— What to work on —
1. In the trading notes, which chart should be checked daily for areas of strong S/R and market structure?
2. Transcribe the stretch of the trading notes from "Should have your" through "on insignificant areas.".
3. Go on with the trading notes, adding new text after their last sentence.

*** Quoted passage ***

Should have your 5/15/1hr alarms set for the whole day.
Always be looking left to see where buyers/sellers could be stepping in. This also includes the time in which squeezes are being formed, we need to know if there is an obvious double bottom or top being formed/completed inside the squeeze. This will give us another early low risk entry to work with.
I mentioned looking left on the chart for S/R, but it's not only just at the immediate left. Sometimes you have to look beyond the current price structure, to the rally or selloff previous to the current range/trend. And sometimes days back when the market really gets going. These points are obvious on the hourly chart.
5 minute data points must be placed onto the one minute chart as the market develops. This gives me context to the noise of the one minute chart, and keeps me from placing too much importance on insignificant areas.
I should be checking the 4 hour chart daily for areas of strong S/R and market structure, and labeling them on the 5 minute chart. I have to know where to expect areas of congestion so I am not fighting it unknowingly.
Trending markets on all time frames I should be watching for length of trend legs and corrections to gauge trend strength. I always should know where in market structure is the trend taking place, which leg/correction we are in, and what volume has/is coming in.
Conviction of trade direction. Once I have analyzed current market structure and price action I should be able to quickly pick market direction and base trades around these conditions. I should also have a strong conviction of this direction so as to make smart entry decisions, and should not change trade direction unless something serious has shifted in price action/structure.

*** Source material ***

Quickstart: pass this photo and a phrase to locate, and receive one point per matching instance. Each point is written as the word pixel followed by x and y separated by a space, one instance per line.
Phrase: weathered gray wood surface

***

— Set of answers —
1. The 4 hour chart.

2.
Should have your 5/15/1hr alarms set for the whole day.
Always be looking left to see where buyers/sellers could be stepping in. This also includes the time in which squeezes are being formed, we need to know if there is an obvious double bottom or top being formed/completed inside the squeeze. This will give us another early low risk entry to work with.
I mentioned looking left on the chart for S/R, but it's not only just at the immediate left. Sometimes you have to look beyond the current price structure, to the rally or selloff previous to the current range/trend. And sometimes days back when the market really gets going. These points are obvious on the hourly chart.
5 minute data points must be placed onto the one minute chart as the market develops. This gives me context to the noise of the one minute chart, and keeps me from placing too much importance on insignificant areas.

3.
Hitting known levels of S/R while in a trade. Price action can cut right through these, bounce off them and continue trend, turn into chop and build value around them, or completely reverse. If we have not predetermined a specific level for profit taking, then no matter how strong the level of S/R is, the market should not violate the current trend structure if the move is valid and our trade execution should not change.
Journaling and goals:
Every day we will make entries into our journal and market metrics spreadsheet.
Our daily goal is to trade our plan exactly how we have researched and tested it. I have spent countless hours narrowing down the style of trading and time frame/s that work for us. There is absolutely no reason for straying off course or shooting from the hip. Our window of opportunity will be very limited most days, and so patience along with a high level of focus will be key. If I have a strong desire to trade outside of our plan in certain market conditions, then I should write that into my journal so as to quantify/research any possible edge when the market is closed. Then I can determine if it's something that should be written into the plan or discarded. Basically if I have a strong urge during market hours, write it out instead of trade it out.
Our overall goal and highest priority is to trade our plan exactly how we see the trading day after hours during review mode. Which boils down to; not trading when opportunity is not present, and taking full advantage of opportunity when it is.
Every day we should be looking for things to improve our process, as we continually gain more market knowledge and experience. This is the mark of a professional.
Every weekend we will review the previous week and do a write up of positives and negatives, and how we can improve our overall performance. Positive self coaching is key here. We should be focusing on and improving a small part of our process each week.
Expert status is the goal, and through learning, discipline, and experience we will achieve it.